Input data:
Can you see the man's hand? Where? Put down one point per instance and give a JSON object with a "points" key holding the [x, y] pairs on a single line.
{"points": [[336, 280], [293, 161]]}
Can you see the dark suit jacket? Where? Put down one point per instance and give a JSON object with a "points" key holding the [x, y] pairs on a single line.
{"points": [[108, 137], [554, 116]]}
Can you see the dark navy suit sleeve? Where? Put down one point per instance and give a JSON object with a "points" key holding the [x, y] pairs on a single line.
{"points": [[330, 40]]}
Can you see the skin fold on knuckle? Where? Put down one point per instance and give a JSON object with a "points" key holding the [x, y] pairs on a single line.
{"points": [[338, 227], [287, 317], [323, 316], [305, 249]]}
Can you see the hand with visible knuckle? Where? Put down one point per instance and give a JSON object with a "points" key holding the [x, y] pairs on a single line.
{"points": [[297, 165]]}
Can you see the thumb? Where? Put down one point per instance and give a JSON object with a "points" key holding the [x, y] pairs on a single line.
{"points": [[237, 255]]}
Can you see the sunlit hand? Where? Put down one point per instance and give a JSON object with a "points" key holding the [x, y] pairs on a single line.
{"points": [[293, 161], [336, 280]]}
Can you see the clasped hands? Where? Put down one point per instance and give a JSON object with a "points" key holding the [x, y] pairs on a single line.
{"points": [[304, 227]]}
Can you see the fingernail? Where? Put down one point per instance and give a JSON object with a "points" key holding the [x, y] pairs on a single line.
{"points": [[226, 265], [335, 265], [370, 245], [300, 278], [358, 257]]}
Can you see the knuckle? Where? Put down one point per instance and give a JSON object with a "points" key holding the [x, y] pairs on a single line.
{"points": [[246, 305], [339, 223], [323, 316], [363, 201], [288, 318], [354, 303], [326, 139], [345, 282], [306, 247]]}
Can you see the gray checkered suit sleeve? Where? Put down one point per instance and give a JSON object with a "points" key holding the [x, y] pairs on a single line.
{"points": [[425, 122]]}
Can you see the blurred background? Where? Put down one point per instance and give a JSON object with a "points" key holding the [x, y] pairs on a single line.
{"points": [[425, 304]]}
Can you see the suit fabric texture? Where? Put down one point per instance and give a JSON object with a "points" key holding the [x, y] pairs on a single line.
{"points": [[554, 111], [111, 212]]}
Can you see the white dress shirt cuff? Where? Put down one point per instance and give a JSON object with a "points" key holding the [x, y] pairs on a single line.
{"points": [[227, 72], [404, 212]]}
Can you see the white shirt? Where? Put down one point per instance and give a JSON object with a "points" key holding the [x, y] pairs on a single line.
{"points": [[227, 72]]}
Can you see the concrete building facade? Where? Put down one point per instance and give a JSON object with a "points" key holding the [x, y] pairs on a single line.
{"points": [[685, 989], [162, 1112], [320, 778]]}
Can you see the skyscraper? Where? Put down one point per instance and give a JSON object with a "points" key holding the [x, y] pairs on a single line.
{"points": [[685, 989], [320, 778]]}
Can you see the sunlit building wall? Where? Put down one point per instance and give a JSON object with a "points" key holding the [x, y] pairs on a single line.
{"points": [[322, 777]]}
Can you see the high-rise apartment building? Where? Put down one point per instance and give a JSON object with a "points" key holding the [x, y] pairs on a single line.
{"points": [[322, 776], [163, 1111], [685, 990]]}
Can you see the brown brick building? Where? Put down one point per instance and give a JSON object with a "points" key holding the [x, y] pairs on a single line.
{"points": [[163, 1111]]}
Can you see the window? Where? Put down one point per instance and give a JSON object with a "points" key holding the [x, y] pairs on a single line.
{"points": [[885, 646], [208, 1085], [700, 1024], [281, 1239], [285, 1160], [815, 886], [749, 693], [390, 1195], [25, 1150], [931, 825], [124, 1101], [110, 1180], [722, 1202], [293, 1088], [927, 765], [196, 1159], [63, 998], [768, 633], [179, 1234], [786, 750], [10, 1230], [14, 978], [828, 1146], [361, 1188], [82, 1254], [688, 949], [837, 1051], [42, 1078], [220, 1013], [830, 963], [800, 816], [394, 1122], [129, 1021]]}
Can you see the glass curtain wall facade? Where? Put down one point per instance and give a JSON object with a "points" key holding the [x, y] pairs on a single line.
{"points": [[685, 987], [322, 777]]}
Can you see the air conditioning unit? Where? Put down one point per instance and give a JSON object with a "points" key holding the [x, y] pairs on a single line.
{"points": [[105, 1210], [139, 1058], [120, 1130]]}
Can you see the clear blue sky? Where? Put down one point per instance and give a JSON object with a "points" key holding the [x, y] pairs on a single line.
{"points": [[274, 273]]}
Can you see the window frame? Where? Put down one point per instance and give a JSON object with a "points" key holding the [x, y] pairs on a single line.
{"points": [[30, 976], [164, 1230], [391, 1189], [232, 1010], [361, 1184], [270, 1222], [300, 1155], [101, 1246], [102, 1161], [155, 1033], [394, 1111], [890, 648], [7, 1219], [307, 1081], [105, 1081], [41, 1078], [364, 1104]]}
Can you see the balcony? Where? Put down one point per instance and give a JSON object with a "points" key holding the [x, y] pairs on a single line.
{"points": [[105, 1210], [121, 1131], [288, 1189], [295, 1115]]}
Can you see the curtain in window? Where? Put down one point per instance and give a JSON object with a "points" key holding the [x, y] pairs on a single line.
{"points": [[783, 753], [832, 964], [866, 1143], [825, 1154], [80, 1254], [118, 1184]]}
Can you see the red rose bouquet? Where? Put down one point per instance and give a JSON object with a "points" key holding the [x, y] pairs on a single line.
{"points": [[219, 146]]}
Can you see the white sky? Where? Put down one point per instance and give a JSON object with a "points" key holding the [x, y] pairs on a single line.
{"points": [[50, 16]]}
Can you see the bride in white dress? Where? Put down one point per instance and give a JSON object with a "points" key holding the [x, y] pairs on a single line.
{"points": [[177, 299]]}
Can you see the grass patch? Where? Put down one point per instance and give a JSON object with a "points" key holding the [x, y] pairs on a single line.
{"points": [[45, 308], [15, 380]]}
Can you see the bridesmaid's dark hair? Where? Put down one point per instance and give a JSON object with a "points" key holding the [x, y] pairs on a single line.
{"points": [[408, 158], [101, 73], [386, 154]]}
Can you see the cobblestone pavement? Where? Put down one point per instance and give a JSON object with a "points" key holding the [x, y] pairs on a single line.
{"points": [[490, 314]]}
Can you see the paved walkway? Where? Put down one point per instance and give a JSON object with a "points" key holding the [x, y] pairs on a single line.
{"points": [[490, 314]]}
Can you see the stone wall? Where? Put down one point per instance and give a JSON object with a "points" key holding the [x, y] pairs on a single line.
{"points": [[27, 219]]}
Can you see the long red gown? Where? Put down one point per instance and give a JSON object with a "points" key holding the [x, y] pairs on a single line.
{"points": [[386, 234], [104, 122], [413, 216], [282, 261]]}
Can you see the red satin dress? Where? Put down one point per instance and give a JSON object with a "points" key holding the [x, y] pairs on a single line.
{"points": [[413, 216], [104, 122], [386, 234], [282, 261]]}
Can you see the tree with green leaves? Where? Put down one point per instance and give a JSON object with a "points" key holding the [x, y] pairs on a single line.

What to work on:
Give back the material above in its entirety, with every word intact.

Final answer:
Can you see the man's hand? Where? Put down one point per instance and give a JSON object with a "points" key holding the [x, y] pairs on a single line.
{"points": [[336, 280], [293, 161]]}
Can you see the dark suit jacket? Where? Put down one point per instance and give a JSON object with a "points" key holding the [x, y] pairs on a single line.
{"points": [[108, 137], [554, 116]]}
Can you see the dark navy suit sleeve? Where? Put down one point per instance and give a JSON object with a "points" key holding the [x, y] pairs on a single line.
{"points": [[330, 40]]}
Can you see the skin fold on knuckle? Where? Put down one point per instance and give a JSON object with a "points" key holding the [x, y] pairs on a single line.
{"points": [[338, 227], [287, 317], [323, 316], [305, 249]]}
Can you see the hand with visible knuckle? Where? Put down one point per instance and give a JSON object with a "points" key holding the [x, y] pairs on a single line.
{"points": [[297, 165]]}
Can you see the thumb? Where? Put down one point per instance and give a JSON object with a "points" key holding the [x, y] pairs on a single line.
{"points": [[237, 255]]}
Can you see the sunlit hand? Where? Put down one point per instance and give a JSON object with a "points" key holding the [x, y] pairs on a single line.
{"points": [[293, 161], [336, 280]]}
Can you see the clasped hands? Where? Put down one point per instance and give a JSON object with a "points" key holding the [x, y] pairs on a single line.
{"points": [[304, 227]]}
Can you see the fingernail? Where? Put down one point per instance and give a JSON object with a "points" key holding the [x, y] pairs on a single line.
{"points": [[226, 265], [335, 265], [370, 245], [300, 278], [358, 257]]}
Can you see the knuckle? Where? Put down one point per instance and give a JSON object with a "points" key holding the [x, y] pairs on a single line.
{"points": [[246, 305], [339, 223], [323, 316], [363, 201], [288, 318], [354, 303], [326, 139], [345, 282], [306, 247]]}
Can you see the gray checkered suit sleeve? Where? Put down one point per instance and give a JSON object with a "points" key holding the [x, y] pairs on a single line.
{"points": [[425, 122]]}
Can you see the blurred background? Where? Put down one point per instance and give a JSON object with a "points" key holding the [x, y] pairs on a single line.
{"points": [[425, 304]]}
Can you see the suit fabric texture? Where? Put down one point per instance and give a JSON object with a "points" key holding the [x, y] pairs on a single line.
{"points": [[554, 111], [111, 212]]}
Can you see the white dress shirt cuff? Where? Put down one point per instance and give a JSON object with a "points" key holding the [x, y] pairs on a single line.
{"points": [[227, 72], [404, 212]]}
Can you see the white shirt? Where? Put down one point per instance and give a JSON object with a "points" key holding the [x, y] pairs on a single line.
{"points": [[227, 72]]}
Can you see the concrete building facade? Where? Put down one point per instance and give a JSON object with a "points" key holding the [x, y] pairs on a single line.
{"points": [[685, 989], [162, 1112], [320, 778]]}
Can you see the skyscraper? Where? Put down one point per instance and give a JSON object with a "points" key holding the [x, y] pairs on a single line.
{"points": [[685, 989], [320, 778]]}
Can you see the sunlit building wall? Where? Put down one point per instance and give a JSON object with a "points" key holding the [x, y] pairs on a single line.
{"points": [[322, 777]]}
Can you see the high-rise apartment building? Where? Put down one point per instance and give a JSON object with a "points" key holding the [x, y] pairs on a single line.
{"points": [[322, 776], [163, 1111], [685, 990]]}
Can you see the brown brick building? Where? Put down one point per instance and give a JSON object with a "points" key holding the [x, y] pairs on a single line.
{"points": [[163, 1111]]}
Can you see the window? Where? Put down one point per instance and give a JSON object with a "points" key holding the [x, y] pairs on a single line.
{"points": [[885, 646], [208, 1085], [700, 1024], [281, 1239], [285, 1160], [815, 886], [749, 693], [390, 1195], [25, 1150], [931, 825], [124, 1101], [110, 1180], [722, 1202], [293, 1088], [927, 765], [196, 1159], [63, 998], [768, 633], [179, 1234], [786, 750], [10, 1230], [14, 978], [828, 1146], [361, 1188], [82, 1254], [688, 949], [837, 1051], [42, 1078], [220, 1013], [830, 963], [800, 816], [394, 1122], [129, 1021]]}
Can you see the glass curtain wall facade? Where? Put down one point per instance and give a JSON object with a "points" key holding the [x, y] pairs on a single line.
{"points": [[685, 987], [322, 777]]}
Can you see the air conditioning unit? Where? Put down one point per instance and give a JSON object with a "points" key holding the [x, y] pairs on a single line.
{"points": [[105, 1210], [139, 1058], [120, 1130]]}
Can you see the clear blue sky? Where? Put down one point per instance and give a JSON object with a "points" key holding the [x, y] pairs on a single line.
{"points": [[274, 273]]}
Can you see the window frame? Where? Put down one point per instance and give a JSON object with a "points" key holding the [x, y] pairs on a single line.
{"points": [[30, 976], [164, 1230], [391, 1189], [232, 1010], [361, 1184], [270, 1222], [300, 1155], [101, 1246], [102, 1161], [155, 1033], [394, 1111], [890, 648], [7, 1219], [307, 1081], [105, 1081], [41, 1078], [364, 1104]]}
Can you see the balcony? Where? Put down one point per instance and give a JSON object with a "points" key holding the [x, y] pairs on a single line.
{"points": [[105, 1210], [121, 1131], [288, 1189], [295, 1115]]}
Can you see the curtain in window? Where? Put down one point per instance and give a JSON object with a "points" key holding the [x, y] pairs on a single line.
{"points": [[783, 753], [832, 964], [866, 1143], [825, 1154], [80, 1254], [118, 1184]]}
Can you see the red rose bouquet? Where? Put down one point per instance and give a JSON object with a "points" key holding the [x, y] pairs on a single line.
{"points": [[219, 146]]}
Can you see the white sky? Where? Put down one point per instance and give a JSON object with a "points" key holding the [x, y] pairs on a single line.
{"points": [[50, 16]]}
Can you see the bride in white dress? Where? Put down one point per instance and give a JSON object with a "points" key holding the [x, y] pairs on a single line.
{"points": [[177, 299]]}
Can you see the grass patch? Where? Put down one point per instance and give a JSON object with a "points" key holding the [x, y] pairs on a single line.
{"points": [[45, 308], [15, 380]]}
Can you see the bridesmaid's dark hair? Where? Put down one point per instance and give a JSON object with a "points" key holding the [x, y] pairs on a single line.
{"points": [[408, 158], [101, 73], [386, 154]]}
Can you see the cobblestone pavement? Where? Put down one point per instance and give a JSON object with a "points" key holding the [x, y] pairs on a single line.
{"points": [[490, 314]]}
Can you see the paved walkway? Where? Put down one point per instance and give a JSON object with a "points" key holding the [x, y] pairs on a single line.
{"points": [[490, 314]]}
Can you see the stone wall? Where? Put down one point per instance and give a JSON object with a "points" key holding the [x, y] pairs on a single line.
{"points": [[27, 219]]}
Can you see the long red gown? Where? Put down one point per instance and give a JSON object with a "points" key holding the [x, y] pairs on a single line.
{"points": [[386, 234], [104, 122], [413, 216], [282, 261]]}
Can you see the red satin dress? Where? Put down one point per instance and give a JSON object with a "points" key holding the [x, y] pairs on a single line.
{"points": [[413, 216], [104, 122], [386, 234], [282, 261]]}
Can you see the tree with green leaves? Where? Put down one point per instance and give a JSON object with a "points" key holding the [x, y] pairs on a single line.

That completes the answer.